* [Question courte 1]:
D'après l'extrait à lire, pour quel pavillon Alberto Giacometti réalise-t-il la Femme de Venise I ?
* [Question courte 2]:
Les affirmations suivantes concordent-elles avec l'extrait à lire ? Pour chacune, répondez par oui ou non et citez les mots de l'extrait qui tranchent.
(a) La Femme de Venise I est une sculpture en bronze.
(b) Les murs du musée étaient peints de couleurs vives.
(c) La statue de Giacometti se trouvait à l'entrée de la salle.
* [Question courte 3]:
Recopiez le passage de l'extrait à lire compris entre « La dernière salle » et « sa présence énigmatique. », ces deux bornes incluses.

___ Extrait à lire ___

La dernière salle de l’exposition donne elle aussi à voir le geste de l’artiste, dans la variété de ses recherches sur la matière et sur la figure. A la douceur du modelé de la Feuille de Germaine Richier (1902-1959) répondent ainsi les arêtes de la longiligne Femme de Venise I que réalise Alberto Giacometti (1901-1966) pour le pavillon de la France lors de la Biennale de Venise en 1956. Forte et fragile, archaïque et moderne, cette sculpture en bronze s’impose par la force de sa présence énigmatique.


Les ombres derrière la feuille de Richier

J’aurais pu passer à côté, me précipiter vers la statue de Giacometti qui trônait au fond de la salle comme un totem et ne pas voir cette silhouette frêle et chancellante qui lui faisait face. Les murs du musée étaient blancs et vierges, comme une immense feuille de papier. Qu’écrire sur cette page ? Si Giacometti multiplie les aphorismes, s’il invite à la philosophie, Germaine Richier est une poètesse. Sur le mur blanc, des ombres dansaient. Des ombres qui mettaient en lumière l’oeuvre d’une manière des plus innattendues, qui soulignaient ses déséquilibres, ses fragilités ; des ombres qui la faisaient danser.

___ Données fournies ___

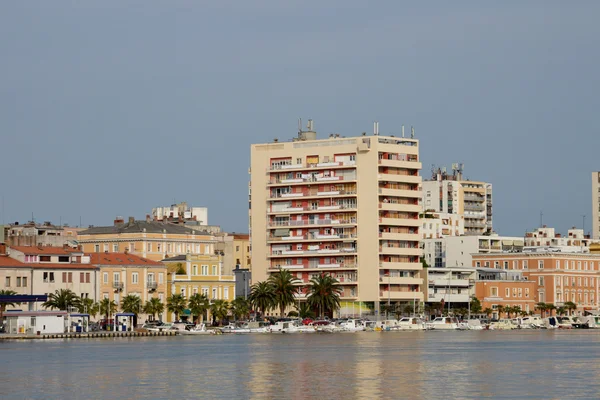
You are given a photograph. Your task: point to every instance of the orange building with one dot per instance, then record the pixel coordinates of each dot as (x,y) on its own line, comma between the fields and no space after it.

___
___ Données fournies ___

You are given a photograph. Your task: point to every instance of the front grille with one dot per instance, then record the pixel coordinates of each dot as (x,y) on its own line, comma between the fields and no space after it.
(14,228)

___

* [Réponse finale 1]:
Pour le pavillon de la France, lors de la Biennale de Venise en 1956.

* [Réponse finale 2]:
(a) Oui : « cette sculpture en bronze s’impose par la force de sa présence énigmatique ».
(b) Non : « Les murs du musée étaient blancs et vierges ».
(c) Non : « qui trônait au fond de la salle comme un totem ».

* [Réponse finale 3]:
La dernière salle de l’exposition donne elle aussi à voir le geste de l’artiste, dans la variété de ses recherches sur la matière et sur la figure. A la douceur du modelé de la Feuille de Germaine Richier (1902-1959) répondent ainsi les arêtes de la longiligne Femme de Venise I que réalise Alberto Giacometti (1901-1966) pour le pavillon de la France lors de la Biennale de Venise en 1956. Forte et fragile, archaïque et moderne, cette sculpture en bronze s’impose par la force de sa présence énigmatique.